Source records:
------------------------
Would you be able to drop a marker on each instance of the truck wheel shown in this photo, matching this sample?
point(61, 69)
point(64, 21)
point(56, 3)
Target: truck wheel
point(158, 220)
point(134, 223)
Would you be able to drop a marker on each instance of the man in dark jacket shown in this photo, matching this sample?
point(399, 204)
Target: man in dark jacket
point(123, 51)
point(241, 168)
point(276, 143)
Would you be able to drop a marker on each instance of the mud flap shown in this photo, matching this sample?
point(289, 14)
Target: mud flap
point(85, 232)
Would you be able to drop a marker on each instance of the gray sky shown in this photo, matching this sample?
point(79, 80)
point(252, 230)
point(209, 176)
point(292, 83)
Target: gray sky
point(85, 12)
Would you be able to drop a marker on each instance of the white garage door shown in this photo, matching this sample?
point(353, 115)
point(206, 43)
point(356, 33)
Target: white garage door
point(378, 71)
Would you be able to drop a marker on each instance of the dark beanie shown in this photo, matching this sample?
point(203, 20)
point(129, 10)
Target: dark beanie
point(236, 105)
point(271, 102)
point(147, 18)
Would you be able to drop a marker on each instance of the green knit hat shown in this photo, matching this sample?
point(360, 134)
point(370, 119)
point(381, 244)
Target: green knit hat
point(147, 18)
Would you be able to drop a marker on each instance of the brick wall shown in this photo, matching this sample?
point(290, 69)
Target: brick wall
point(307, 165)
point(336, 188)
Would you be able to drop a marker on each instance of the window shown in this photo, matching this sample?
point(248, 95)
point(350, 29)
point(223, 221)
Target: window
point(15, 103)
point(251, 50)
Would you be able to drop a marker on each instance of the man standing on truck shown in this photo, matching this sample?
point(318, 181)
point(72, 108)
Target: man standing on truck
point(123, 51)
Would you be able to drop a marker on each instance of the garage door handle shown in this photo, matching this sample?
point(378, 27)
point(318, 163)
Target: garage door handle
------------------------
Lines containing the word "drop": copy each of them from the material.

Expected output:
Would you be able to drop a marker on each instance of the truck wheel shown in this photo, matching this sample?
Would you be able to drop a marker on each instance of the man in dark jacket shown in this photo, matching this sample?
Would you be able to drop a marker on each instance of the mud flap shown in this photo, matching this sample?
Would you be able to drop a marker on each instance of the gray sky shown in this photo, matching this sample?
Would you be able to drop a marker on each instance of the white garage door shown in this photo, matching this sample?
Would you be able to drop a marker on each instance of the dark beanie shown in this photo, matching this sample?
Would you be able to drop a marker on each instance of the green knit hat shown in this photo, matching this sample?
Would you be able to drop a marker on each instance of the brick wall shown in this photo, matching this sample?
Would you be able to drop a marker on each instance of the window shown in this photo, matching this sample?
Would you be able to drop a marker on each instance of the man standing on truck shown in this photo, matching this sample?
Would you be able to drop a marker on each instance of the garage door handle shown in this photo, matching this sample?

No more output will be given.